THE TASK ▸ Beginning with the line containing "as [611, 388]." and ending with the last line, repeat the records exactly.

===== DATA SHOWN

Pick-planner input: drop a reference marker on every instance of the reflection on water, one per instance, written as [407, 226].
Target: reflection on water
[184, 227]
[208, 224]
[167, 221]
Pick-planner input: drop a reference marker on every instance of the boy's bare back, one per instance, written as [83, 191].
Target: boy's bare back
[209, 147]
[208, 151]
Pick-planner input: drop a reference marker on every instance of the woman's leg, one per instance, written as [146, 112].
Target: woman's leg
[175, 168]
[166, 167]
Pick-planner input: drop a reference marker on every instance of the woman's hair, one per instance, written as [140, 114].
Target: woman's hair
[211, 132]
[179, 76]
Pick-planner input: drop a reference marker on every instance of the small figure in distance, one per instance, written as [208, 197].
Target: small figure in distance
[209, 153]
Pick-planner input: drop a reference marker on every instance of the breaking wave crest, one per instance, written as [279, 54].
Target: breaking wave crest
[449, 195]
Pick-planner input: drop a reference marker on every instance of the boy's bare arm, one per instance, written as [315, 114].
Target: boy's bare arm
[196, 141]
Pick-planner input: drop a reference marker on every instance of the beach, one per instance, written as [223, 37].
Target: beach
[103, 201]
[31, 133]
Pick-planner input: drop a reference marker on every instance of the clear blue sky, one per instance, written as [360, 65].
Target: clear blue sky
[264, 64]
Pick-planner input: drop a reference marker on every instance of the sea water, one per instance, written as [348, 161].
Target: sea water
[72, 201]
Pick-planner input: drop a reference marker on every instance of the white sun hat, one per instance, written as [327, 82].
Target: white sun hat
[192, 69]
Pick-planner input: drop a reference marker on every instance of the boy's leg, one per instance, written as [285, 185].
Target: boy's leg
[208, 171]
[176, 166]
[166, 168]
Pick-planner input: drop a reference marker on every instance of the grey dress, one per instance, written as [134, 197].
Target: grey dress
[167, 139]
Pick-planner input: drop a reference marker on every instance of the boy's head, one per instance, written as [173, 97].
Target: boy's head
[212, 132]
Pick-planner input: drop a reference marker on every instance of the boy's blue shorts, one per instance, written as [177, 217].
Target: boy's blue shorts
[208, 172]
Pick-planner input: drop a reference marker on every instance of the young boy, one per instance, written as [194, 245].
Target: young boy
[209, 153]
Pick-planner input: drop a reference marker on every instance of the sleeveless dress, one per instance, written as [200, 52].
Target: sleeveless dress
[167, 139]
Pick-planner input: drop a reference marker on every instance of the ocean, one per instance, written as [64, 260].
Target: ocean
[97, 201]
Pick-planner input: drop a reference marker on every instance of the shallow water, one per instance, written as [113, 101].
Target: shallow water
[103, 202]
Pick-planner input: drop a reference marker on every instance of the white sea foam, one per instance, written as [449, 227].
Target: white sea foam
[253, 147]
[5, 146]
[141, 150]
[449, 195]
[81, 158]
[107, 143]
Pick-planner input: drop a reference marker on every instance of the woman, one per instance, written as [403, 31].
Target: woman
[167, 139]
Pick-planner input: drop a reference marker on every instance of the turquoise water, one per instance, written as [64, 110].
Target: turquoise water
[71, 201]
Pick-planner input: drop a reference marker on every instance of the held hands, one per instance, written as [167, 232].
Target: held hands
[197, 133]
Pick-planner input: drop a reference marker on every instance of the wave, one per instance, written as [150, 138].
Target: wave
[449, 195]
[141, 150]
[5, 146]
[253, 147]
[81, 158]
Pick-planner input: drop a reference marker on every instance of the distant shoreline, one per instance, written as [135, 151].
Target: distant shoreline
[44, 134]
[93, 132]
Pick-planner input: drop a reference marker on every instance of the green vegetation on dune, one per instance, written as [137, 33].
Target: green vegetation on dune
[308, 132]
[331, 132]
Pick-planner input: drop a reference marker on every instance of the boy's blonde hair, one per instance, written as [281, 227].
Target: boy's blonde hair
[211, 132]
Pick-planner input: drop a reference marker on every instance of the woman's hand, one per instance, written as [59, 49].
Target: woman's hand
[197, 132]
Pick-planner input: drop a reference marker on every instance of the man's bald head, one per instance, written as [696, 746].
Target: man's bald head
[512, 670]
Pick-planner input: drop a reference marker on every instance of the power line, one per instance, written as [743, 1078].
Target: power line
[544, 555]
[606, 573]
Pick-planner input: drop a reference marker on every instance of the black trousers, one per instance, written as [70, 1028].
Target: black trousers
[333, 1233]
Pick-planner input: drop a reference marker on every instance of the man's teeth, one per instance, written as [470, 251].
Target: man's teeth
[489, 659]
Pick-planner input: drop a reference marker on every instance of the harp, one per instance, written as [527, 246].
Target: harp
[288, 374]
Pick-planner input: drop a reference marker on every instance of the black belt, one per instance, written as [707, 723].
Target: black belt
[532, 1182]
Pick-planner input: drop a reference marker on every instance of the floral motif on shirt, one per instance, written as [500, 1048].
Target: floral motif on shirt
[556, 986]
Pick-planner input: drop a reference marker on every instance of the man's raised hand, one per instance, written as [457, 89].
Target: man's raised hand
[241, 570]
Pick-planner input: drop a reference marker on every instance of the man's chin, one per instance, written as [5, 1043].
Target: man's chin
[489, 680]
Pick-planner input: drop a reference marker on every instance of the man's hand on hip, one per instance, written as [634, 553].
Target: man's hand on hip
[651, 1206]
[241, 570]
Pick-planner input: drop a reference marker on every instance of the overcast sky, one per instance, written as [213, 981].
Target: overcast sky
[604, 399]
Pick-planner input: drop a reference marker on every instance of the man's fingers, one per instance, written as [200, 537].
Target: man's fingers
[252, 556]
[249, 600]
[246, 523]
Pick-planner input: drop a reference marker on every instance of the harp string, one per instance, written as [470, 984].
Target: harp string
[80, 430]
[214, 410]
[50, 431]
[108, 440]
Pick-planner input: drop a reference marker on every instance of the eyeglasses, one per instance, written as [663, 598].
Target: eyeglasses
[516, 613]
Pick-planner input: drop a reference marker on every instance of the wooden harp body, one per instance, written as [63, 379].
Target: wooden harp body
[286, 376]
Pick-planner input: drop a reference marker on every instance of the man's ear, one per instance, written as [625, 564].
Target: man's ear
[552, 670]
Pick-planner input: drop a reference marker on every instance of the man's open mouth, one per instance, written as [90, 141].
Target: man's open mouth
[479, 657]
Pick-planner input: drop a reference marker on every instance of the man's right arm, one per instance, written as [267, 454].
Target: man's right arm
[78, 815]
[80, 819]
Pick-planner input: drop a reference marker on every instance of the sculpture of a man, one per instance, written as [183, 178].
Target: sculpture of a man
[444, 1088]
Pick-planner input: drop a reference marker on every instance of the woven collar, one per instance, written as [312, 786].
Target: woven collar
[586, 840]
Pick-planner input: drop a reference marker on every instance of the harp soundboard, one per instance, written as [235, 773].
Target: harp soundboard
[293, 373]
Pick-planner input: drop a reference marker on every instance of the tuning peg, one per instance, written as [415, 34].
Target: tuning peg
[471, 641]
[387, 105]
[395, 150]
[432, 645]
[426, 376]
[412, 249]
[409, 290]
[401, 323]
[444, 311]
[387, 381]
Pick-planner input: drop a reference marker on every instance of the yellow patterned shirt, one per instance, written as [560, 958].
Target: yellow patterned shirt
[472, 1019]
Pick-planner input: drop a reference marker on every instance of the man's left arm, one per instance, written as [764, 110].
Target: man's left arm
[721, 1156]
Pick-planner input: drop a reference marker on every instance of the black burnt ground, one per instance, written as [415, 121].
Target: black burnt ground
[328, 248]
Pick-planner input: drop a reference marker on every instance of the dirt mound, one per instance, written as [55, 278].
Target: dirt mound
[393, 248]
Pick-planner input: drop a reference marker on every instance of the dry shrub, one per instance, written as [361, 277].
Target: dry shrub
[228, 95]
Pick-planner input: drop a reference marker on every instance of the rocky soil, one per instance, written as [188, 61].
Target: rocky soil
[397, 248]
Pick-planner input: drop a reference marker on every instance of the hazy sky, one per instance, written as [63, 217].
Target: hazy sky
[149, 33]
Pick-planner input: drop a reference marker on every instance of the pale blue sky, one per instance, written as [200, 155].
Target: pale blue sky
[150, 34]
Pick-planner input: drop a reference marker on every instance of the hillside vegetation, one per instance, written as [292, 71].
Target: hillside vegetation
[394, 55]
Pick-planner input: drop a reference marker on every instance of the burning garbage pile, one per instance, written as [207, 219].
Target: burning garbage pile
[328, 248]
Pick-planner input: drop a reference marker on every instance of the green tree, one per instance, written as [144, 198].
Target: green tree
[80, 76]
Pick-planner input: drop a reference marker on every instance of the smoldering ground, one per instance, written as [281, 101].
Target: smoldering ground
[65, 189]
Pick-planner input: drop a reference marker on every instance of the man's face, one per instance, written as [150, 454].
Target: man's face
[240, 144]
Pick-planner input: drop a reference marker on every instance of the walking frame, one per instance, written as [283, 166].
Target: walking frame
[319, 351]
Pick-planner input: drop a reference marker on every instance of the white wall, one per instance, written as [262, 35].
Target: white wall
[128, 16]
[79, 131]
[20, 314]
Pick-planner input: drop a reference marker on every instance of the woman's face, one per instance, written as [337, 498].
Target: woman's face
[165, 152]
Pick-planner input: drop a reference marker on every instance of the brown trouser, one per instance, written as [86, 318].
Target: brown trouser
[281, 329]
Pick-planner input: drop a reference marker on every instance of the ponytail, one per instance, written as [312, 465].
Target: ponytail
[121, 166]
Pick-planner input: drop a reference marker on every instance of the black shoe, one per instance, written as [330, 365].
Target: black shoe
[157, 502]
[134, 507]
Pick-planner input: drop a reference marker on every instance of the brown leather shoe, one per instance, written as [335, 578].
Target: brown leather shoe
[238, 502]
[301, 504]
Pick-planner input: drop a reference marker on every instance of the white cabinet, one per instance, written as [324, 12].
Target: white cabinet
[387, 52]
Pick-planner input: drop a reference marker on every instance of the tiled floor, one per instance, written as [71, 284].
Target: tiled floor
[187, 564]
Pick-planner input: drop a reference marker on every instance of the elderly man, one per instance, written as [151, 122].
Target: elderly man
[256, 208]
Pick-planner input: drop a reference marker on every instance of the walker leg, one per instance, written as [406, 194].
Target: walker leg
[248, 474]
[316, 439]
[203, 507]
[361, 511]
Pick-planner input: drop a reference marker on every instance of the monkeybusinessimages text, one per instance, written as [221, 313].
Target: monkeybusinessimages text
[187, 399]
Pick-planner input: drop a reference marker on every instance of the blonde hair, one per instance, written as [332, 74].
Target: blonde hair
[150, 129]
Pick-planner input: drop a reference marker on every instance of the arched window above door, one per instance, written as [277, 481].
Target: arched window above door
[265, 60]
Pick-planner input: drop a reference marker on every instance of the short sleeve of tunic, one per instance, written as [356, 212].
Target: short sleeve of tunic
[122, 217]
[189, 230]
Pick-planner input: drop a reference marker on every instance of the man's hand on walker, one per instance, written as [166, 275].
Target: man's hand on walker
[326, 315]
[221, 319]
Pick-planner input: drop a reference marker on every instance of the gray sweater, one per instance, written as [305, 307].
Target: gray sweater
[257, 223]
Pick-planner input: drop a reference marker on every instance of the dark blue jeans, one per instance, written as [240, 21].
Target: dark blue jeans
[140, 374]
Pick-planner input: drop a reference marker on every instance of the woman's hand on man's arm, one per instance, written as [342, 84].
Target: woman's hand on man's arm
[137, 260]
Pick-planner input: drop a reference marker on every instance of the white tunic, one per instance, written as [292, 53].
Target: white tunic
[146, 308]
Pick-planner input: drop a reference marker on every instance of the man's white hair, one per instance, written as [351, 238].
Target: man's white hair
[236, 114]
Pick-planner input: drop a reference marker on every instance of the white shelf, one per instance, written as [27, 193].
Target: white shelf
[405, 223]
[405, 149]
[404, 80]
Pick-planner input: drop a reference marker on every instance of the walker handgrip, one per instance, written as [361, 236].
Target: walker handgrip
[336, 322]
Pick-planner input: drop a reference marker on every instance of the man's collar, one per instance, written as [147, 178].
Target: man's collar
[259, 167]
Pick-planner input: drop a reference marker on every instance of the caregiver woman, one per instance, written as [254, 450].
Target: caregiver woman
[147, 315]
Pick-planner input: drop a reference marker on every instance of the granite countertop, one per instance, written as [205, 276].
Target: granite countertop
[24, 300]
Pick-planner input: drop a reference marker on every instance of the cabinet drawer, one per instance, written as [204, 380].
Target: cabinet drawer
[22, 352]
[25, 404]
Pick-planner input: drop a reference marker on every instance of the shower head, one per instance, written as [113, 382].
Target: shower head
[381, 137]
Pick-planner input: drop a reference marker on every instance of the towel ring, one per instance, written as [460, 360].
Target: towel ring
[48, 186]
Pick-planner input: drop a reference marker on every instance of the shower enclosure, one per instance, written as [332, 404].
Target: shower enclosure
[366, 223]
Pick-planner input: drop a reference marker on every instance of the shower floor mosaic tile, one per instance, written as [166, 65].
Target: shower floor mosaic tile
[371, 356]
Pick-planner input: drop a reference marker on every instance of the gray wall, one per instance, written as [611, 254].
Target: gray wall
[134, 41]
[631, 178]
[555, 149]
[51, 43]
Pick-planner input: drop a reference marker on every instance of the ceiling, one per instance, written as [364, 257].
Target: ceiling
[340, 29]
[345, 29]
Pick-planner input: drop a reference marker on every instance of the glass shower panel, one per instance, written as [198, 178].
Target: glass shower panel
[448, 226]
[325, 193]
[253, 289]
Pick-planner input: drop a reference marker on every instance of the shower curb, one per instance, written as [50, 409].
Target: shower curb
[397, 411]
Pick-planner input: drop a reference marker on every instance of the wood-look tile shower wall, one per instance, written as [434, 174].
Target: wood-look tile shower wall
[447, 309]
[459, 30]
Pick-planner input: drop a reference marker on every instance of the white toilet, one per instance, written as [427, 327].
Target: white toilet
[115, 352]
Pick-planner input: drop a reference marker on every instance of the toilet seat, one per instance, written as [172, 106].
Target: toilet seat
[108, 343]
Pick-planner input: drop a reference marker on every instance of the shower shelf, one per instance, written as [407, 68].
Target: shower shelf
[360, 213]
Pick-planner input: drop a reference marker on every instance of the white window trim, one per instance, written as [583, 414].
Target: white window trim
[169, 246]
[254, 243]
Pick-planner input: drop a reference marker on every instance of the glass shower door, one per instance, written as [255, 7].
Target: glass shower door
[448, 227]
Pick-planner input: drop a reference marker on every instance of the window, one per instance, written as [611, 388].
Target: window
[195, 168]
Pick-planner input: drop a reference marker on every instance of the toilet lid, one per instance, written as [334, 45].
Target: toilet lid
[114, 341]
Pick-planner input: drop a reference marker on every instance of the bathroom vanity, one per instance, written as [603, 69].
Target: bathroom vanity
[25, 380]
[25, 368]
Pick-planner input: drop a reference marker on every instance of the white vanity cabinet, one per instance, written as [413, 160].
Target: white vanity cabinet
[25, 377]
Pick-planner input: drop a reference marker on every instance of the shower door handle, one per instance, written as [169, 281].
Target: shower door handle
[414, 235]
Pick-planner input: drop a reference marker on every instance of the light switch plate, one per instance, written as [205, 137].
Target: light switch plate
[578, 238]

==========

COMPLETE RESPONSE ▸
Pick-planner input: drop a reference marker on every instance of the window, one per instance, written as [611, 388].
Target: window
[195, 168]
Pick-planner input: drop a reference marker on every instance of the toilet lid, one per instance, written as [334, 45].
Target: toilet lid
[114, 341]
Pick-planner input: drop a reference marker on every instance of the bathroom vanity, one per instance, written as [603, 69].
Target: bathroom vanity
[25, 380]
[25, 368]
Pick-planner input: drop a reference marker on every instance of the white vanity cabinet, one per instance, written as [413, 160].
Target: white vanity cabinet
[25, 377]
Pick-planner input: drop a reference marker on every instance of the shower door handle, one per instance, written as [169, 281].
Target: shower door handle
[414, 235]
Pick-planner input: drop a reference marker on every instance of the light switch plate, one per instance, written as [205, 137].
Target: light switch plate
[578, 238]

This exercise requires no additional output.